▶ [Instructions to follow]: Your reply should be the entries, output word for word, with each picture omitted.

▶ [Data]:

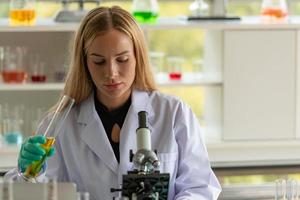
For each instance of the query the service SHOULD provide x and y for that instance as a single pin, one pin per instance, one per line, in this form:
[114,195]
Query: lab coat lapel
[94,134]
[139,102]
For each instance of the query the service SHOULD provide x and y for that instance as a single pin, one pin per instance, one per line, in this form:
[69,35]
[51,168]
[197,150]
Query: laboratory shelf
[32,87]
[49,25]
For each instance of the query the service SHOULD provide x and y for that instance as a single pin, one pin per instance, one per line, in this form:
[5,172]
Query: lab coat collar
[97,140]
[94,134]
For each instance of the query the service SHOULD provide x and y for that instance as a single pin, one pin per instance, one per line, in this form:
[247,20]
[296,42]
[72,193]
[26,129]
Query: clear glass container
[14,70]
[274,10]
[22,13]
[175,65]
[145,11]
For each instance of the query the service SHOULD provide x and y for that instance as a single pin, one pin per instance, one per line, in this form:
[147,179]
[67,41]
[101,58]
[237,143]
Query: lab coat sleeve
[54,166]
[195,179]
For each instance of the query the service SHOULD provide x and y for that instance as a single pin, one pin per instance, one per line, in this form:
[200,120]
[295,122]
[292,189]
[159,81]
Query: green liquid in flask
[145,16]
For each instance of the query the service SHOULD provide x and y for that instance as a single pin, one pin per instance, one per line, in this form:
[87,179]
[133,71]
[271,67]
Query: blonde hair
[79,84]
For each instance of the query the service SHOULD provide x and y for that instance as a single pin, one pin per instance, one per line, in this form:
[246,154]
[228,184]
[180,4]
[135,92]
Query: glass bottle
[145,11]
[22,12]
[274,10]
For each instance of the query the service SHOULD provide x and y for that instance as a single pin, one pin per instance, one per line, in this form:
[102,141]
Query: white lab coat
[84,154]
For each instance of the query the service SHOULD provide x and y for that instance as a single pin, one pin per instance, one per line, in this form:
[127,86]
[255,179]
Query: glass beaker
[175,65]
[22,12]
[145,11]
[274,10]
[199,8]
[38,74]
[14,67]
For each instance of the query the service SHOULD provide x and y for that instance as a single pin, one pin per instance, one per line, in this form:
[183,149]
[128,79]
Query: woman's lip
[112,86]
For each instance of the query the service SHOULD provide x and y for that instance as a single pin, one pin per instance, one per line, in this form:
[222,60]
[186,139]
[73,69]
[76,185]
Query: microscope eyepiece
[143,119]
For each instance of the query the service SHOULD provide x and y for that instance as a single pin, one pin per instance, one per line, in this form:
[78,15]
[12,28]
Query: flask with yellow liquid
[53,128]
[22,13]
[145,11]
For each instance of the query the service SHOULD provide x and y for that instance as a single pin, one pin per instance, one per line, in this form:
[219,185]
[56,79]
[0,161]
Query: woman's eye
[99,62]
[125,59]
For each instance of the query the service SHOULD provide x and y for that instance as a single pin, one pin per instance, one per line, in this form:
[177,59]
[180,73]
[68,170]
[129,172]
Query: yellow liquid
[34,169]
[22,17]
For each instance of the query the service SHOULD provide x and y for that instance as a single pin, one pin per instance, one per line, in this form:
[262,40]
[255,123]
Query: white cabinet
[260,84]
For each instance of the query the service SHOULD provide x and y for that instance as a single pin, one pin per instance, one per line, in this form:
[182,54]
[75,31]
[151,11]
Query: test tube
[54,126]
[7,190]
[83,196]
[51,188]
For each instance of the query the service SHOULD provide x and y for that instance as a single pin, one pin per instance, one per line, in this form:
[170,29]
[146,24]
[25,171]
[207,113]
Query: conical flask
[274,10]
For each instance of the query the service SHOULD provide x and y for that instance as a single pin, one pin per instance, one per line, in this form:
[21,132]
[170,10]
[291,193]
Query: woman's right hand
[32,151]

▶ [The answer]:
For each instance of the query the service SHOULD provide x and y for that instance as a single pin, one pin per instance, one per line, in this form:
[114,195]
Query: lab coat lapel
[94,134]
[139,102]
For each instance of the query the service SHOULD provide x and y for that instance as a single pin, one pin per instance, one per line, in this form:
[69,35]
[51,168]
[197,150]
Query: laboratory shelf
[32,87]
[49,25]
For each instance of the query the service SHOULD provide x and y for that instance as a single pin, one pin per instance, one per line, in this form:
[5,172]
Query: lab coat collar
[97,140]
[94,134]
For each instance of the query the service SHOULD provide x and y for that instance as a single pin, one pin per instance, one per line, in this form:
[247,20]
[296,42]
[72,193]
[26,129]
Query: clear glass container
[14,70]
[274,10]
[22,13]
[175,65]
[145,11]
For each instance of the query the service SHOULD provide x and y for that instance as a single pin, one pin per instance, one per line, in this form:
[147,179]
[67,41]
[101,58]
[237,143]
Query: lab coat sleeve
[54,166]
[195,179]
For each instance of the query the service SHOULD provide x and y for that instance as a single pin, one pin per instance, one per line, in this form:
[200,120]
[295,122]
[292,189]
[159,81]
Query: green liquid in flask
[145,16]
For each instance of the query the service SHOULD provide x and y for that instance as a single pin, one pin per instance, one per line, in this form:
[87,179]
[133,71]
[271,67]
Query: blonde hair
[79,84]
For each instance of the query the service SHOULD provide x and y for that instance as a single pin, one pin per instance, one per line, in this form:
[246,154]
[228,184]
[180,4]
[135,92]
Query: glass bottle
[145,11]
[22,12]
[274,10]
For each instance of the query the service SHOULD provide x and y for that instance as a single pin, one pin per instance, one per line, in this form:
[102,141]
Query: white lab coat
[84,154]
For each instance of the query the service SHOULD provide x and y for that instance as a single pin, one pin per instance, one per line, in this form:
[127,86]
[255,179]
Query: glass beaker
[175,65]
[22,12]
[145,11]
[274,10]
[199,8]
[38,74]
[14,67]
For each instance of the query the service SHOULD provide x and y for that instance as a single pin, one pin per instance, one per line, in this form:
[183,149]
[128,79]
Query: woman's lip
[112,86]
For each instance of the query the service SHOULD provide x and y for that instance as a single pin, one pin per instance, one per line, in this form:
[222,60]
[186,139]
[73,69]
[76,185]
Query: microscope eyepiece
[143,119]
For each instance of the query the service SHOULD provide x and y for that instance as a single pin, one pin per instance, one per line, in this form:
[78,15]
[12,28]
Query: flask with yellow liquid
[53,128]
[22,13]
[145,11]
For each instance of the query the service SHOULD provide x and y for that instance as a single pin, one pin per instance, one per line, in this form:
[219,185]
[56,79]
[0,161]
Query: woman's eye
[99,62]
[125,59]
For each instance of the query the service SHOULD provide x and y for that instance as a single pin, one pin per instance, one per line, in this form:
[177,59]
[180,73]
[68,170]
[129,172]
Query: yellow liquid
[34,169]
[22,17]
For each instance of the query the service SHOULD provide x and y for that instance as a single pin, one pin per instance, one per line, in this form:
[262,40]
[255,123]
Query: white cabinet
[260,84]
For each instance of the query the service SHOULD provide x and y for that instance as a single pin, one pin per instance, one per line, in this form:
[182,54]
[75,31]
[151,11]
Query: test tube
[54,126]
[7,190]
[83,196]
[51,188]
For each instance of the query the service SHOULD provide x and y for that instance as a single pin, one pin per instance, one per line, in this form:
[170,29]
[146,24]
[25,171]
[207,113]
Query: conical flask
[274,10]
For each instance of the query the service SHOULD provide x and y for that instance as a single pin, one pin per instance, one per line, in this form:
[21,132]
[170,10]
[291,193]
Query: woman's right hand
[32,151]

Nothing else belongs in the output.